### [Ejercicio planteado]
Prolonga el fragmento sobre las aflicciones de los discípulos a partir de su última oración, manteniendo el tono y el estilo del original.

### [Fragmento proporcionado]
Sin embargo, en una o en dos maneras habla Dios; pero el hombre no entiende
(Job 33:14).

En los tiempos venideros, sin ninguna duda serán dadas teorías muy plausibles a la razón humana para explicar los hechos de manera científica e histórica; pero los discípulos, enseñados por el Señor, sin desviarse, comprenderán que esto no es sino principio de dolores (v. 8). Las cosas externas no será lo peor por lo que tendrán que pasar. Serán entregados a la aflicción; algunos serán matados; serán aborrecidos por todos a causa del nombre del Señor. Tales aflicciones fueron experimentadas por los discípulos inmediatamente después de la partida del Señor. Por eso él les impartió estas enseñanzas, útiles y provechosas tanto para ellos, como para los de esa época futura.

### [Datos]
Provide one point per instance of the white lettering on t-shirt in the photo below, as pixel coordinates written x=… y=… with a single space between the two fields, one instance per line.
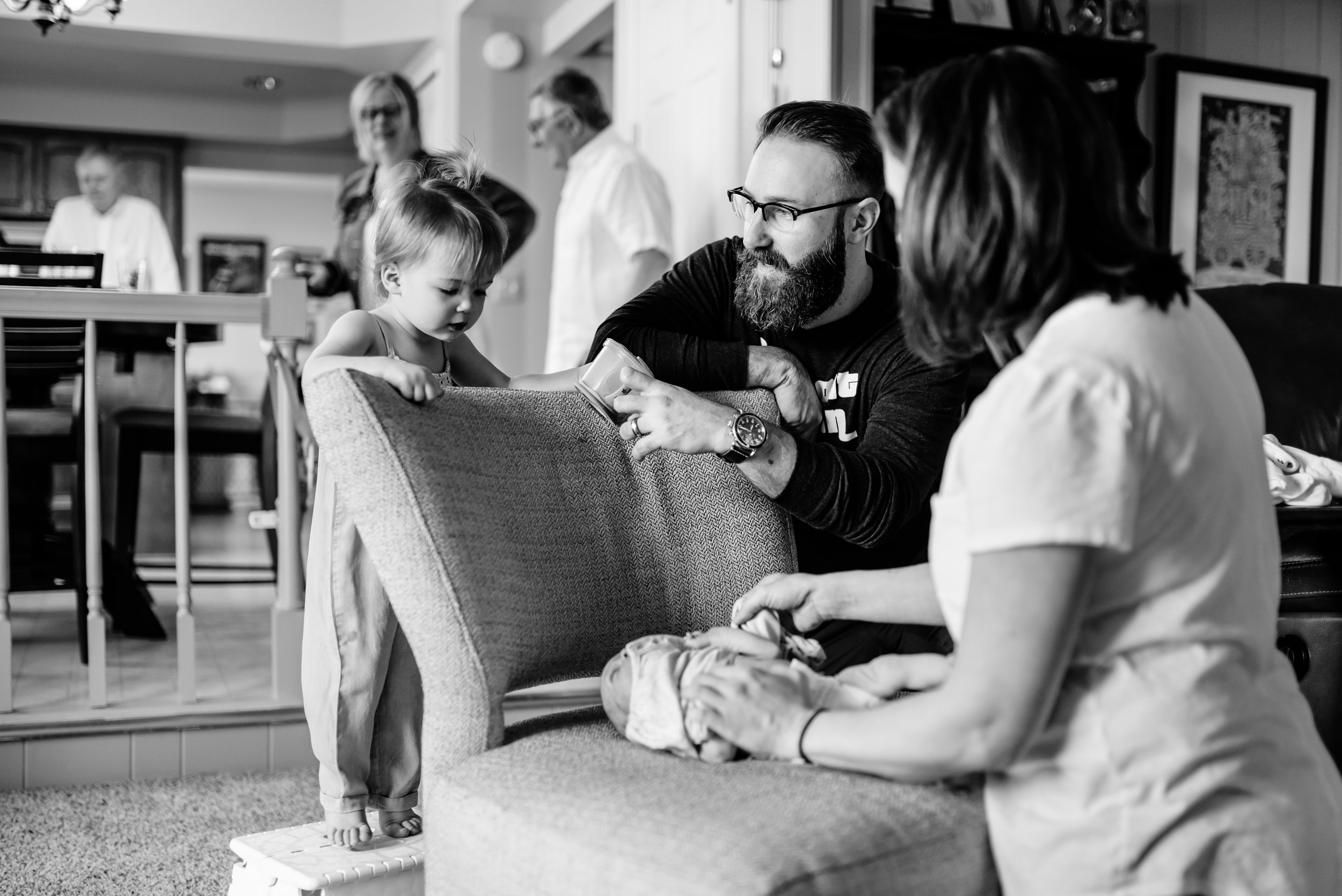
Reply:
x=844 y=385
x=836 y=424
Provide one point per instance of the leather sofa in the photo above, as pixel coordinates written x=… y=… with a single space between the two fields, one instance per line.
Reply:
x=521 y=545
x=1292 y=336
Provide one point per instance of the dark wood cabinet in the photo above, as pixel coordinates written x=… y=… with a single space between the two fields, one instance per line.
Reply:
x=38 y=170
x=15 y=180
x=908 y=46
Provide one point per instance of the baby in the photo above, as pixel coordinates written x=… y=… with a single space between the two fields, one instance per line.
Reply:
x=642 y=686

### [Resultado]
Pasarán también por una prueba aún más dolorosa, la que provendrá del mismo núcleo de los discípulos. Algunos que se unieron a ellos por algún tiempo, se tornarán infieles, serán motivo de caída. Se entregarán uno al otro, se aborrecerán. Falsos profetas se levantarán y engañarán a las almas con su habilidad para imitar las declaraciones divinas. El mal será tan posesivo que ganará incluso a los discípulos: “El amor de muchos se enfriará” (v. 12). Hará falta una energía extraordinaria para permanecer firme: “Mas el que persevere hasta el fin, este será salvo”, es decir, será hallado en pie, fiel, cuando el Señor aparezca en gloria para poner fin a todas estas aflicciones.

Entonces llegará el turno a los que hicieron sufrir a los fieles; el juicio los alcanzará, como se ve en un gran número de Salmos, donde el castigo de los malos está presentado en relación con la liberación de los justos.

A pesar de la fuerte oposición de Satanás, “será predicado este evangelio del reino en todo el mundo, para testimonio a todas las naciones; y entonces vendrá el fin” (v. 14). Todas las naciones que no tuvieron el privilegio de oír el Evangelio de la gracia, podrán aprovechar el Evangelio del reino, que anuncia la llegada de Jesús como rey, viniendo del cielo.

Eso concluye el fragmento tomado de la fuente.